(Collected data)
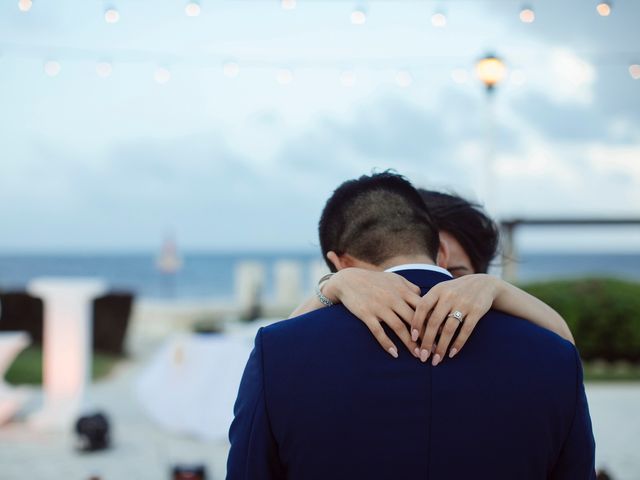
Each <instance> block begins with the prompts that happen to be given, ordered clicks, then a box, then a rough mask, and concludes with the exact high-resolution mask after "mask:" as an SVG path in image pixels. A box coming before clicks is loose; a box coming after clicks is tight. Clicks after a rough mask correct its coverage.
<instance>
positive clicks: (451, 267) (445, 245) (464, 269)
mask: <svg viewBox="0 0 640 480" xmlns="http://www.w3.org/2000/svg"><path fill="white" fill-rule="evenodd" d="M440 244H441V247H440V248H441V254H442V257H443V259H444V260H445V261H444V262H443V263H445V264H444V265H441V266H442V267H444V268H446V269H447V270H449V272H451V275H453V277H454V278H458V277H461V276H463V275H469V274H472V273H475V270H474V269H473V265H472V264H471V259H470V258H469V255H467V252H465V251H464V248H462V245H460V242H458V241H457V240H456V239H455V238H454V237H453V235H451V234H450V233H449V232H446V231H440Z"/></svg>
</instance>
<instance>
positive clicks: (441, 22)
mask: <svg viewBox="0 0 640 480" xmlns="http://www.w3.org/2000/svg"><path fill="white" fill-rule="evenodd" d="M431 25H433V26H434V27H436V28H444V27H446V26H447V17H446V16H445V14H444V13H442V12H436V13H434V14H433V15H432V16H431Z"/></svg>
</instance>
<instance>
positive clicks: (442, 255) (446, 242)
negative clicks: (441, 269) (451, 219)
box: [436, 236, 449, 268]
mask: <svg viewBox="0 0 640 480" xmlns="http://www.w3.org/2000/svg"><path fill="white" fill-rule="evenodd" d="M436 264H437V265H438V266H439V267H442V268H448V267H449V244H448V243H447V241H446V240H444V239H443V238H442V236H440V247H438V258H436Z"/></svg>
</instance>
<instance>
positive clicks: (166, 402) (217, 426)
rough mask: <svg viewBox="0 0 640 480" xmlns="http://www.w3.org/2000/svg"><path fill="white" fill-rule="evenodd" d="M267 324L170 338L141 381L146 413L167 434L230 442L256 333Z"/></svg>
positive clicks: (139, 382) (137, 394)
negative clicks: (231, 426)
mask: <svg viewBox="0 0 640 480" xmlns="http://www.w3.org/2000/svg"><path fill="white" fill-rule="evenodd" d="M267 323H271V322H268V321H266V322H259V323H252V324H250V325H246V326H242V327H238V328H236V329H235V331H232V332H230V333H225V334H191V335H179V336H175V337H172V338H171V339H169V340H168V341H167V342H166V343H165V344H164V345H163V346H162V348H161V349H160V351H159V352H157V354H156V355H155V356H154V358H153V359H152V361H151V362H150V364H149V365H148V366H147V367H146V368H145V369H144V370H143V372H142V374H141V376H140V378H139V380H138V384H137V396H138V399H139V401H140V402H141V404H142V406H143V407H144V409H145V411H146V412H147V413H148V415H149V416H150V417H151V418H152V419H153V420H154V421H156V422H157V423H158V424H159V425H160V426H162V427H164V428H166V429H168V430H171V431H174V432H179V433H186V434H190V435H194V436H197V437H200V438H204V439H211V440H219V439H222V438H226V437H227V435H228V432H229V425H230V424H231V421H232V420H233V405H234V403H235V399H236V395H237V393H238V387H239V385H240V379H241V378H242V373H243V371H244V367H245V365H246V363H247V359H248V358H249V354H250V353H251V350H252V348H253V339H254V337H255V333H256V331H257V329H258V328H259V327H260V326H263V325H265V324H267Z"/></svg>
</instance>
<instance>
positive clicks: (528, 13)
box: [520, 6, 536, 23]
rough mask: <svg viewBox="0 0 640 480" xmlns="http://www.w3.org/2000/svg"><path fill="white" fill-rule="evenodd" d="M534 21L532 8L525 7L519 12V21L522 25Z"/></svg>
mask: <svg viewBox="0 0 640 480" xmlns="http://www.w3.org/2000/svg"><path fill="white" fill-rule="evenodd" d="M535 19H536V12H534V11H533V8H531V7H528V6H525V7H522V10H520V21H521V22H522V23H533V22H534V21H535Z"/></svg>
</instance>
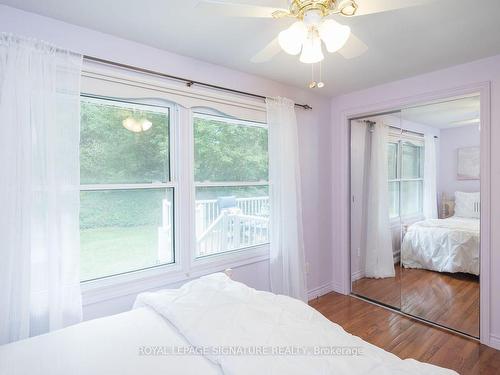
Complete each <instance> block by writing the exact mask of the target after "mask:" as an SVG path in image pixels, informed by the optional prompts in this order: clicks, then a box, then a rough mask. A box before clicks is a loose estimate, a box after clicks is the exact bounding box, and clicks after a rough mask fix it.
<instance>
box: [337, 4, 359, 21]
mask: <svg viewBox="0 0 500 375" xmlns="http://www.w3.org/2000/svg"><path fill="white" fill-rule="evenodd" d="M357 10H358V4H356V2H355V1H354V0H344V1H341V2H340V3H339V5H338V11H339V12H340V14H342V15H343V16H346V17H352V16H354V15H356V12H357Z"/></svg>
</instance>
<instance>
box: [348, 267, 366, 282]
mask: <svg viewBox="0 0 500 375" xmlns="http://www.w3.org/2000/svg"><path fill="white" fill-rule="evenodd" d="M363 277H365V273H364V272H363V271H361V270H359V271H356V272H353V273H352V275H351V281H356V280H359V279H362V278H363Z"/></svg>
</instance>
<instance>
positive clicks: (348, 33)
mask: <svg viewBox="0 0 500 375" xmlns="http://www.w3.org/2000/svg"><path fill="white" fill-rule="evenodd" d="M318 32H319V36H320V38H321V39H322V40H323V42H324V43H325V46H326V49H327V50H328V52H330V53H333V52H337V51H338V50H339V49H341V48H342V47H343V46H344V45H345V44H346V42H347V40H348V39H349V36H350V35H351V28H350V27H349V26H346V25H341V24H340V23H338V22H336V21H334V20H324V21H323V22H322V23H321V25H319V28H318Z"/></svg>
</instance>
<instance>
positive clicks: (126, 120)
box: [122, 117, 153, 133]
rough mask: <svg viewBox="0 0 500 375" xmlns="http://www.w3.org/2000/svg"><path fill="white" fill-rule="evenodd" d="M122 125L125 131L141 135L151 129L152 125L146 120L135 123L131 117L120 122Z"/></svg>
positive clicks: (135, 120)
mask: <svg viewBox="0 0 500 375" xmlns="http://www.w3.org/2000/svg"><path fill="white" fill-rule="evenodd" d="M122 125H123V127H124V128H125V129H127V130H130V131H131V132H134V133H141V132H145V131H146V130H149V129H151V127H152V126H153V123H152V122H151V121H149V120H146V119H143V120H141V121H137V120H136V119H134V118H132V117H127V118H126V119H125V120H123V121H122Z"/></svg>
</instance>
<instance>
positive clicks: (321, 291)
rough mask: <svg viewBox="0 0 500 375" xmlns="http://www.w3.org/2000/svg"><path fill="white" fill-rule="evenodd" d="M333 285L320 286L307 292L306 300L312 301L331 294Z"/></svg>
mask: <svg viewBox="0 0 500 375" xmlns="http://www.w3.org/2000/svg"><path fill="white" fill-rule="evenodd" d="M333 290H334V289H333V285H332V283H326V284H323V285H321V286H318V287H317V288H313V289H311V290H309V291H308V292H307V300H308V301H310V300H312V299H315V298H317V297H321V296H324V295H325V294H328V293H330V292H332V291H333Z"/></svg>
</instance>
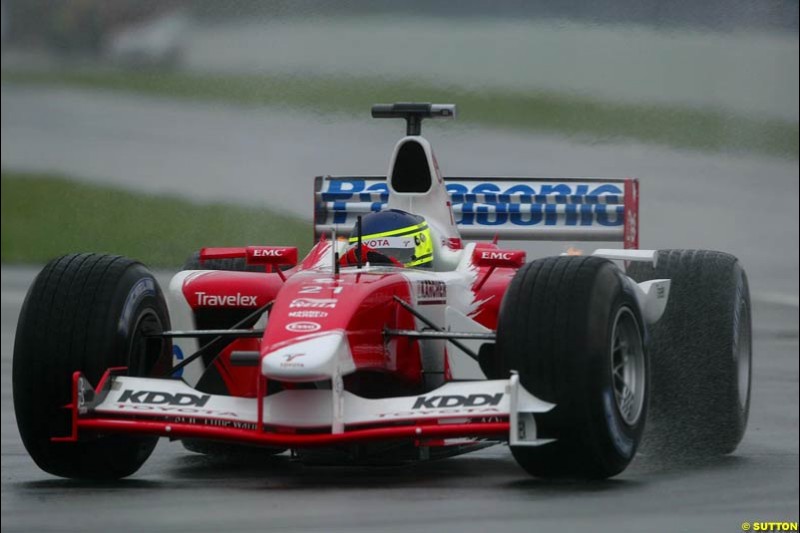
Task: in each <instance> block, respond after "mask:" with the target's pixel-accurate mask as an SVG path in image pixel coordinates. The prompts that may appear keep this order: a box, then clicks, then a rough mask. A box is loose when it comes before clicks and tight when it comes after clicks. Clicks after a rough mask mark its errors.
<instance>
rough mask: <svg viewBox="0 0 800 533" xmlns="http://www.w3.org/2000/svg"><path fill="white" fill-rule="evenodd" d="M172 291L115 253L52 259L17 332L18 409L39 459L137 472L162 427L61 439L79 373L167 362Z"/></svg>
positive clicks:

> [TASK GOAL]: Copy all of the rows above word for word, leaving out the pictures.

> [PROBLEM SOLUTION]:
Each <instance> block begins with the prompts that happen to be given, ordered clicks, then a box, then a rough mask, and concludes with the exact high-resolution mask after "mask:" as an SVG path in image pixels. A box coming before clicks is loose; a box coming after clicks is tight. Clicks after a rough mask correct its coverage.
<instance>
positive clicks: (451, 267) (445, 245) (464, 269)
mask: <svg viewBox="0 0 640 480" xmlns="http://www.w3.org/2000/svg"><path fill="white" fill-rule="evenodd" d="M440 244H441V247H440V248H441V254H442V257H443V259H444V260H445V261H444V262H443V263H445V264H444V265H441V266H442V267H444V268H446V269H447V270H449V272H451V275H453V277H454V278H458V277H461V276H463V275H469V274H472V273H475V270H474V269H473V265H472V264H471V259H470V258H469V255H467V252H465V251H464V248H462V245H460V242H458V241H457V240H456V239H455V238H454V237H453V235H451V234H450V233H449V232H446V231H440Z"/></svg>
</instance>
<instance>
positive clicks: (441, 22)
mask: <svg viewBox="0 0 640 480" xmlns="http://www.w3.org/2000/svg"><path fill="white" fill-rule="evenodd" d="M431 25H433V26H434V27H436V28H444V27H446V26H447V17H446V16H445V14H444V13H442V12H436V13H434V14H433V15H432V16H431Z"/></svg>
</instance>
<instance>
positive clicks: (442, 255) (446, 242)
negative clicks: (441, 269) (451, 219)
box: [436, 236, 449, 268]
mask: <svg viewBox="0 0 640 480" xmlns="http://www.w3.org/2000/svg"><path fill="white" fill-rule="evenodd" d="M436 264H437V265H438V266H439V267H442V268H448V267H449V244H448V243H447V241H446V240H444V239H443V238H442V236H440V247H438V258H436Z"/></svg>
</instance>
<instance>
positive clicks: (166, 402) (217, 426)
rough mask: <svg viewBox="0 0 640 480" xmlns="http://www.w3.org/2000/svg"><path fill="white" fill-rule="evenodd" d="M267 324L170 338L141 381L146 413L167 434L230 442L256 333Z"/></svg>
positive clicks: (139, 382) (137, 394)
negative clicks: (231, 426)
mask: <svg viewBox="0 0 640 480" xmlns="http://www.w3.org/2000/svg"><path fill="white" fill-rule="evenodd" d="M267 323H271V322H268V321H266V322H259V323H252V324H250V325H246V326H242V327H238V328H236V329H235V331H232V332H230V333H225V334H191V335H179V336H175V337H172V338H171V339H169V340H168V341H167V342H166V343H165V344H164V345H163V346H162V348H161V349H160V351H159V352H157V354H156V355H155V356H154V358H153V359H152V361H151V362H150V364H149V365H148V366H147V367H146V368H145V369H144V370H143V372H142V374H141V376H140V378H139V380H138V384H137V396H138V399H139V401H140V402H141V404H142V406H143V407H144V409H145V411H146V412H147V413H148V415H149V416H150V417H151V418H152V419H153V420H154V421H156V422H157V423H158V424H159V425H160V426H162V427H164V428H166V429H168V430H171V431H174V432H179V433H186V434H190V435H194V436H197V437H200V438H204V439H211V440H219V439H222V438H226V437H227V435H228V432H229V425H230V424H231V421H232V420H233V405H234V403H235V399H236V395H237V393H238V387H239V385H240V379H241V378H242V373H243V371H244V367H245V365H246V363H247V359H248V358H249V354H250V353H251V350H252V348H253V339H254V337H255V333H256V331H257V329H258V328H259V327H260V326H263V325H265V324H267Z"/></svg>
</instance>
<instance>
positive clicks: (528, 13)
box: [520, 6, 536, 23]
rough mask: <svg viewBox="0 0 640 480" xmlns="http://www.w3.org/2000/svg"><path fill="white" fill-rule="evenodd" d="M534 21L532 8L525 7L519 12V21L522 25Z"/></svg>
mask: <svg viewBox="0 0 640 480" xmlns="http://www.w3.org/2000/svg"><path fill="white" fill-rule="evenodd" d="M535 19H536V12H534V11H533V8H531V7H528V6H525V7H522V10H520V21H521V22H522V23H533V22H534V21H535Z"/></svg>
</instance>
Complete each <instance> block by writing the exact mask of the target after "mask:" as an SVG path in image pixels, informed by the optional prompts in this order: clicks, then a box, then a rough mask. A box before clicks is a loose estimate, a box after clicks is the exact bounding box, and clicks after a rough mask fix it.
<instance>
box: [337, 4, 359, 21]
mask: <svg viewBox="0 0 500 375" xmlns="http://www.w3.org/2000/svg"><path fill="white" fill-rule="evenodd" d="M357 10H358V4H356V2H355V1H354V0H344V1H341V2H340V3H339V5H338V11H339V12H340V14H342V15H343V16H346V17H352V16H354V15H356V12H357Z"/></svg>
</instance>
<instance>
box: [348, 267, 366, 282]
mask: <svg viewBox="0 0 500 375" xmlns="http://www.w3.org/2000/svg"><path fill="white" fill-rule="evenodd" d="M363 277H365V273H364V272H363V271H361V270H359V271H356V272H353V273H352V275H351V281H356V280H359V279H362V278H363Z"/></svg>
</instance>
<instance>
positive clicks: (348, 33)
mask: <svg viewBox="0 0 500 375" xmlns="http://www.w3.org/2000/svg"><path fill="white" fill-rule="evenodd" d="M318 32H319V36H320V38H321V39H322V40H323V42H324V43H325V46H326V49H327V50H328V52H330V53H333V52H337V51H338V50H339V49H341V48H342V47H343V46H344V45H345V44H346V42H347V40H348V39H349V36H350V35H351V28H350V27H349V26H346V25H341V24H340V23H338V22H336V21H334V20H324V21H323V22H322V23H321V25H319V28H318Z"/></svg>
</instance>
<instance>
positive clicks: (126, 120)
box: [122, 117, 153, 133]
rough mask: <svg viewBox="0 0 500 375" xmlns="http://www.w3.org/2000/svg"><path fill="white" fill-rule="evenodd" d="M122 125L125 131L141 135L151 129L152 125L146 120L135 123L131 117L120 122Z"/></svg>
positive clicks: (135, 120)
mask: <svg viewBox="0 0 500 375" xmlns="http://www.w3.org/2000/svg"><path fill="white" fill-rule="evenodd" d="M122 125H123V127H124V128H125V129H127V130H130V131H131V132H134V133H141V132H145V131H146V130H149V129H151V127H152V126H153V123H152V122H151V121H149V120H146V119H143V120H141V121H137V120H136V119H134V118H132V117H127V118H126V119H125V120H123V121H122Z"/></svg>
</instance>
<instance>
positive clicks: (321, 291)
rough mask: <svg viewBox="0 0 500 375" xmlns="http://www.w3.org/2000/svg"><path fill="white" fill-rule="evenodd" d="M333 285L320 286L307 292L306 300L312 301L331 294Z"/></svg>
mask: <svg viewBox="0 0 500 375" xmlns="http://www.w3.org/2000/svg"><path fill="white" fill-rule="evenodd" d="M333 290H334V289H333V285H332V283H326V284H323V285H321V286H318V287H317V288H313V289H311V290H309V291H308V292H307V300H308V301H310V300H312V299H315V298H317V297H321V296H324V295H325V294H328V293H330V292H332V291H333Z"/></svg>
</instance>
Task: in each <instance> block, respond after "mask:" with the target's pixel-accurate mask as an SVG path in image pixel coordinates. The prompts that may appear keep this order: a box, then clicks, then a rough mask. A box is loose when it comes before clicks and tight when it comes after clicks. Clicks after a rough mask mark its errors.
<instance>
rough mask: <svg viewBox="0 0 800 533" xmlns="http://www.w3.org/2000/svg"><path fill="white" fill-rule="evenodd" d="M172 291L115 253L52 259L17 332L18 409L39 459L137 472L162 427L61 439L79 373L167 362Z"/></svg>
positive clicks:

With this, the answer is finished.